_Directions:_ Copy out the items below without any changes, starting at the line with "Spot the menu" and ending at the line with "[[656, 362], [695, 361]]", including both of those lines.

_Entries from a point annotation set:_
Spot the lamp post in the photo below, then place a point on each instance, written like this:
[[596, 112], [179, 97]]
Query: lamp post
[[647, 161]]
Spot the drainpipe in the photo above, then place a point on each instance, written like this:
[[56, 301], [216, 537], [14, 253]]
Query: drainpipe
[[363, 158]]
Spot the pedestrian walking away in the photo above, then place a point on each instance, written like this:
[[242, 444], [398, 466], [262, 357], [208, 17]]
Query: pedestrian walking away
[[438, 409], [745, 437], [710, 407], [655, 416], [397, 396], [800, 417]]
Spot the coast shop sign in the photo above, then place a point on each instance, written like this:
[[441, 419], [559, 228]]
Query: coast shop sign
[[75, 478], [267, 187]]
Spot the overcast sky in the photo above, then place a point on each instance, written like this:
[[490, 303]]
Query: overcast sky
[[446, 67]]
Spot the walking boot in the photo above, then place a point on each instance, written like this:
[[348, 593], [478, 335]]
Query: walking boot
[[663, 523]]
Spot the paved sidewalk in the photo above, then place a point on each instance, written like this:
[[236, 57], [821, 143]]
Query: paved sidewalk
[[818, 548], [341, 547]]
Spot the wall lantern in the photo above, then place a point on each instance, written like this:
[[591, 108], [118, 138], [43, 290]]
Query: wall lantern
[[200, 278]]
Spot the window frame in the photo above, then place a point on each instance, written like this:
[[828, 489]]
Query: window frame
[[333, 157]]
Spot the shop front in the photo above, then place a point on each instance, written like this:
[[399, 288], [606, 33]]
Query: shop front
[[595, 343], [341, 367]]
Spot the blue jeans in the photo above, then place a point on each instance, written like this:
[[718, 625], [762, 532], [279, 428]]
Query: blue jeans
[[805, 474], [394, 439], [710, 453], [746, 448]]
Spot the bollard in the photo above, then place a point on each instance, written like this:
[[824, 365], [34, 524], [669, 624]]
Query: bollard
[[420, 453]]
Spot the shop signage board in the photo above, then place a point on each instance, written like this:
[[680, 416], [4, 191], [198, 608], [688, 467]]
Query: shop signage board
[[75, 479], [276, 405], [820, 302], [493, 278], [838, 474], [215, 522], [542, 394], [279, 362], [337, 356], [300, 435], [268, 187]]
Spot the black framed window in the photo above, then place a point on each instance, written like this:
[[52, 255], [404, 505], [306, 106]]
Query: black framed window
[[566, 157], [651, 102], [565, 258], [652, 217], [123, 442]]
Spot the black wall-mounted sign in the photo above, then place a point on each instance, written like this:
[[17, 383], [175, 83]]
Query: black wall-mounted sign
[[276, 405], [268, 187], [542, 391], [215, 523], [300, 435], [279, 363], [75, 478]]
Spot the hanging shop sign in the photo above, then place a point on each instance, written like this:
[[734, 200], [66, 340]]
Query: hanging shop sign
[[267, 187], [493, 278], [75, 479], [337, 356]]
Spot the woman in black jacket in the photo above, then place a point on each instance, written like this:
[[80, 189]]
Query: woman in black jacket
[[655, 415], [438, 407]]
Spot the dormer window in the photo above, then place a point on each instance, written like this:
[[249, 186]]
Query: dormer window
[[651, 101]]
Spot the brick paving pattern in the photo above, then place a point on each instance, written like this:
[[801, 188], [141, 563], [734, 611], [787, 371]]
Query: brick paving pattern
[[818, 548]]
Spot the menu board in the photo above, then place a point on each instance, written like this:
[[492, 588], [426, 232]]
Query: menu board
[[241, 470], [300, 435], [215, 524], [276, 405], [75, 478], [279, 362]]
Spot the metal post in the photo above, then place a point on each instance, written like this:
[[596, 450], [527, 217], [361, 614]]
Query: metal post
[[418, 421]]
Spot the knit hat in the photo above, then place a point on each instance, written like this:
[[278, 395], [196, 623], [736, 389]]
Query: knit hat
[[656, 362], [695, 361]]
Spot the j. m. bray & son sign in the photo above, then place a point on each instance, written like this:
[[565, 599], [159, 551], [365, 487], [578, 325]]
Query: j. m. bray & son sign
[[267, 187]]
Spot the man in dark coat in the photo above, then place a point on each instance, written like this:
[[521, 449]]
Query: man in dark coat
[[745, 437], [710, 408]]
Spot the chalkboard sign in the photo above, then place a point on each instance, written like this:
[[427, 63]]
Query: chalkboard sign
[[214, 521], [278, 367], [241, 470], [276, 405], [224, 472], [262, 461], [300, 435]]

==

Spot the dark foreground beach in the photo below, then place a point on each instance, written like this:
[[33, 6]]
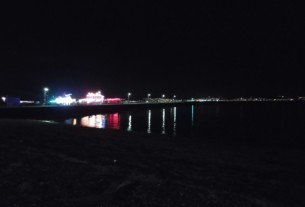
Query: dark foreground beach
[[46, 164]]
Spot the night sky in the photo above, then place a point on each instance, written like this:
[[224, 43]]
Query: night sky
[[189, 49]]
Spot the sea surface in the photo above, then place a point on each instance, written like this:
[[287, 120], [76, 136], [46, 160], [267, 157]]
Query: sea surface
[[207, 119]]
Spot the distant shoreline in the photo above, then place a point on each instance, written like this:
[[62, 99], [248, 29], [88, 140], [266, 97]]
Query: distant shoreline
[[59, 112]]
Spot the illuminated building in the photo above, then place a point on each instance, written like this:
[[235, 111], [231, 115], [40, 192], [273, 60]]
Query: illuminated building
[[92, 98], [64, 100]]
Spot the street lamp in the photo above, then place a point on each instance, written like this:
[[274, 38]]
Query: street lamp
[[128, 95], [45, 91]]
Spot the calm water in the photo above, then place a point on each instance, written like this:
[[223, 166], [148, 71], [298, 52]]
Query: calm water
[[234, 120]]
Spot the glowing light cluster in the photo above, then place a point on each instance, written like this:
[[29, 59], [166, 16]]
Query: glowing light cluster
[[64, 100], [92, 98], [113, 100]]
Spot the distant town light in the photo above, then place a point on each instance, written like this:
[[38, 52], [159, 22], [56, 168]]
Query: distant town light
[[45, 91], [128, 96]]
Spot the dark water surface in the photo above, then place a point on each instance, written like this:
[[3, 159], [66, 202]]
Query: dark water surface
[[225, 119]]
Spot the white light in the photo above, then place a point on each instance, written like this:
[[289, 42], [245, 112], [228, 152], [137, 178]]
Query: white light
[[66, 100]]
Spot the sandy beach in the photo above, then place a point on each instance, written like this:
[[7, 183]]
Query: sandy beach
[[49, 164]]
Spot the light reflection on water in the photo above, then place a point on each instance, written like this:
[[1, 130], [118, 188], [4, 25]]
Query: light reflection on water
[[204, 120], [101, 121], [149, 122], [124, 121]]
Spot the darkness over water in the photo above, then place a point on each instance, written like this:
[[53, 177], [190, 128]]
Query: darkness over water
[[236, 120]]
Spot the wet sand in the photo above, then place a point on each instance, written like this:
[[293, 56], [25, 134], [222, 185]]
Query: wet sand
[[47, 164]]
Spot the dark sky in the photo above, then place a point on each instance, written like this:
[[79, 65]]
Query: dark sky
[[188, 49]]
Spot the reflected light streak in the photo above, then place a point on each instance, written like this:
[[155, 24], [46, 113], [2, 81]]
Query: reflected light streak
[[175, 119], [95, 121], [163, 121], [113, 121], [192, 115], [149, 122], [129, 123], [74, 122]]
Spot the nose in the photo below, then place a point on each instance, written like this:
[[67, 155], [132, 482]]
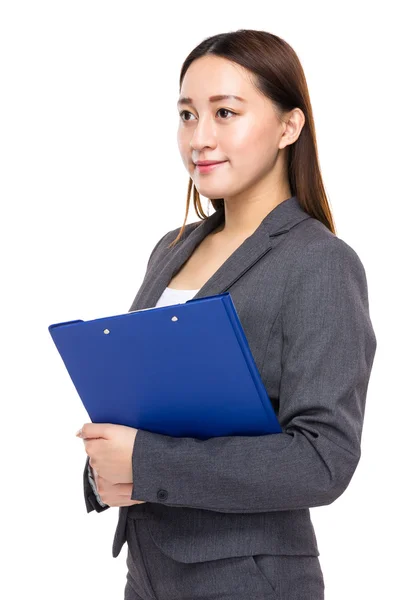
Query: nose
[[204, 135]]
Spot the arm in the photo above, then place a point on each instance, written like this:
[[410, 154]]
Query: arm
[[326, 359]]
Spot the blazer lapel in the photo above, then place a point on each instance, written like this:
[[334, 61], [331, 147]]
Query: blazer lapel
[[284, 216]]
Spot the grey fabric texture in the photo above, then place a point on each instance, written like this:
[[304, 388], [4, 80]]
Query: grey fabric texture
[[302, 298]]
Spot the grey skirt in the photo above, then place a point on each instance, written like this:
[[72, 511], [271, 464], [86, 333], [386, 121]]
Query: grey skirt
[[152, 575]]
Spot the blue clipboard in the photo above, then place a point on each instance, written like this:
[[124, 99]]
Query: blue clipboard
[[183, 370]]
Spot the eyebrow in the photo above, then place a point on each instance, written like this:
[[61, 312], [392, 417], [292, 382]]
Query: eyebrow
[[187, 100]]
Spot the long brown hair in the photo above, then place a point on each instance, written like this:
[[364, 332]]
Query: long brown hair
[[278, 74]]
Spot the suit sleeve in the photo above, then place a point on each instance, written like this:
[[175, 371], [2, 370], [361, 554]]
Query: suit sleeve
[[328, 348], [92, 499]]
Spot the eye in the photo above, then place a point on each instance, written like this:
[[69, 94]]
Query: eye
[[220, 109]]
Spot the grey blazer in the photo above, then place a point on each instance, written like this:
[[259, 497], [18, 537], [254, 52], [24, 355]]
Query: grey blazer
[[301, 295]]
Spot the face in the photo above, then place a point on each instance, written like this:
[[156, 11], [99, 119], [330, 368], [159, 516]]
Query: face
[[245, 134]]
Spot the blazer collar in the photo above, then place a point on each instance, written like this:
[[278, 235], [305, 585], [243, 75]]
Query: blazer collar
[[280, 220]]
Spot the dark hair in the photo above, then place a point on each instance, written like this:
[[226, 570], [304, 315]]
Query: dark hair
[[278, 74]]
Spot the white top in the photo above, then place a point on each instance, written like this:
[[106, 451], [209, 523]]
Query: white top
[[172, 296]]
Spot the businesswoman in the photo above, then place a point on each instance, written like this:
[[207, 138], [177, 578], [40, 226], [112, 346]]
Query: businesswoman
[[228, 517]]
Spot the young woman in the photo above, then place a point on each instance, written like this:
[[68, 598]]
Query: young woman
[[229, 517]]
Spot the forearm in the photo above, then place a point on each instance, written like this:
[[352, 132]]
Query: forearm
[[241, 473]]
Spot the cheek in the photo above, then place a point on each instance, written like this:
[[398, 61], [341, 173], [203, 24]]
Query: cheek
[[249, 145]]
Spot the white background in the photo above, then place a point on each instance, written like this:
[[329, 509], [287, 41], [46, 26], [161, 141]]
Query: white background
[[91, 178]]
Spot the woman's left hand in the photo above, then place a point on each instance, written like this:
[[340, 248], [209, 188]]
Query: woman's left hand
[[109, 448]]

_Answer to the task:_
Spot the menu board in the photo above, then place a point on each instance, written like this:
[[492, 588], [426, 232]]
Query: menu board
[[241, 470], [300, 435], [215, 524], [276, 405], [75, 478], [279, 362]]
Spot the metal post in the photo above, then place a point on each instance, written like this:
[[596, 450], [527, 217], [361, 614]]
Query: metal post
[[418, 421]]
Spot the knit hat in the photo above, then place a point on each instance, written like this:
[[278, 395], [196, 623], [736, 389]]
Query: knit hat
[[656, 362], [695, 361]]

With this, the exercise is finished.